Your objective
Count the lines below that contain the word "rough". Reply with the number only.

______

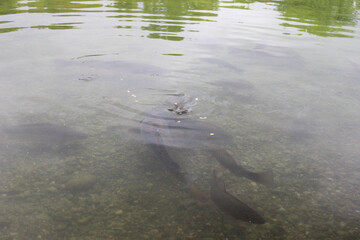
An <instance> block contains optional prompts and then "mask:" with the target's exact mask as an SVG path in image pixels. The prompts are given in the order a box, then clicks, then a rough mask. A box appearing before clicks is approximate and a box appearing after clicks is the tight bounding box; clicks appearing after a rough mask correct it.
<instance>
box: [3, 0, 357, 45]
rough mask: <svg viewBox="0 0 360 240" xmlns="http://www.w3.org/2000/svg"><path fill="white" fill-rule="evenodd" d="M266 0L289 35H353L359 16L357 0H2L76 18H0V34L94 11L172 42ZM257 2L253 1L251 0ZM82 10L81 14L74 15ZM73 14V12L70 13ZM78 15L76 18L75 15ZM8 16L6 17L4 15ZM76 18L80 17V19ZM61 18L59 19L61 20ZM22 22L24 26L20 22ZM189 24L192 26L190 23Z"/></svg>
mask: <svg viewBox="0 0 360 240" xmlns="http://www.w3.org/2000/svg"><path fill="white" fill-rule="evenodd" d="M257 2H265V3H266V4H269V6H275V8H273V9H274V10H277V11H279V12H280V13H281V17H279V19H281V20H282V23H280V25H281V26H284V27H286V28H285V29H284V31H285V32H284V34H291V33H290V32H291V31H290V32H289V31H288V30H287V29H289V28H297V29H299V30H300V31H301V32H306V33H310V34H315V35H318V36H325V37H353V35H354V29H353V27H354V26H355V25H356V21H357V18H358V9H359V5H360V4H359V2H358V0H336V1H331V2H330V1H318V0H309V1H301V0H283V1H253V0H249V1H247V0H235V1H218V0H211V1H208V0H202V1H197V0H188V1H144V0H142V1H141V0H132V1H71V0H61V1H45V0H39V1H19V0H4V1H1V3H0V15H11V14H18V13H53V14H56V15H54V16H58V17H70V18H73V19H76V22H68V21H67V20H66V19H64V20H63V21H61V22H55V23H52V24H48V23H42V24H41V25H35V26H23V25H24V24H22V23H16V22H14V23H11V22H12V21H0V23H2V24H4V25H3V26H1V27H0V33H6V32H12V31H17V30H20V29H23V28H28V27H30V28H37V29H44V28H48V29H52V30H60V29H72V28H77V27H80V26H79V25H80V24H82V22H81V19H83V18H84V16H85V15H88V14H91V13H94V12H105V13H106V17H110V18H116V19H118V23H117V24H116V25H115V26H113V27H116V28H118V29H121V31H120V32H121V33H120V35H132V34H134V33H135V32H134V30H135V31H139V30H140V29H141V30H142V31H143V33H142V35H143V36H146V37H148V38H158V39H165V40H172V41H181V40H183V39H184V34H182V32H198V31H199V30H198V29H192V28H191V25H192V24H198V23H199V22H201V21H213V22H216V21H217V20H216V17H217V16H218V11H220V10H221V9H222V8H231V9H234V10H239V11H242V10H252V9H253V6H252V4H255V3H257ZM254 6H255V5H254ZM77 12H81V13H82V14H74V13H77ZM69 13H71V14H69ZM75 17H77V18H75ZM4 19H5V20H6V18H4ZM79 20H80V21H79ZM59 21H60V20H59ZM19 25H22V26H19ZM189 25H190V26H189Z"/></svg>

______

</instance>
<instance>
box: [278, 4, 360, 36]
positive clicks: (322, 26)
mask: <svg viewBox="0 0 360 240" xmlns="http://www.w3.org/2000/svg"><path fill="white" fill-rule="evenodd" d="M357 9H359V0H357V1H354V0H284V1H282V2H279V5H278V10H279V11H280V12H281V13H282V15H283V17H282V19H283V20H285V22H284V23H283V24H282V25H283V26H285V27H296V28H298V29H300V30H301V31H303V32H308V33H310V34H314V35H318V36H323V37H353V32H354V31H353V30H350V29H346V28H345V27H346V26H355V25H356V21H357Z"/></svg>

______

Written response
2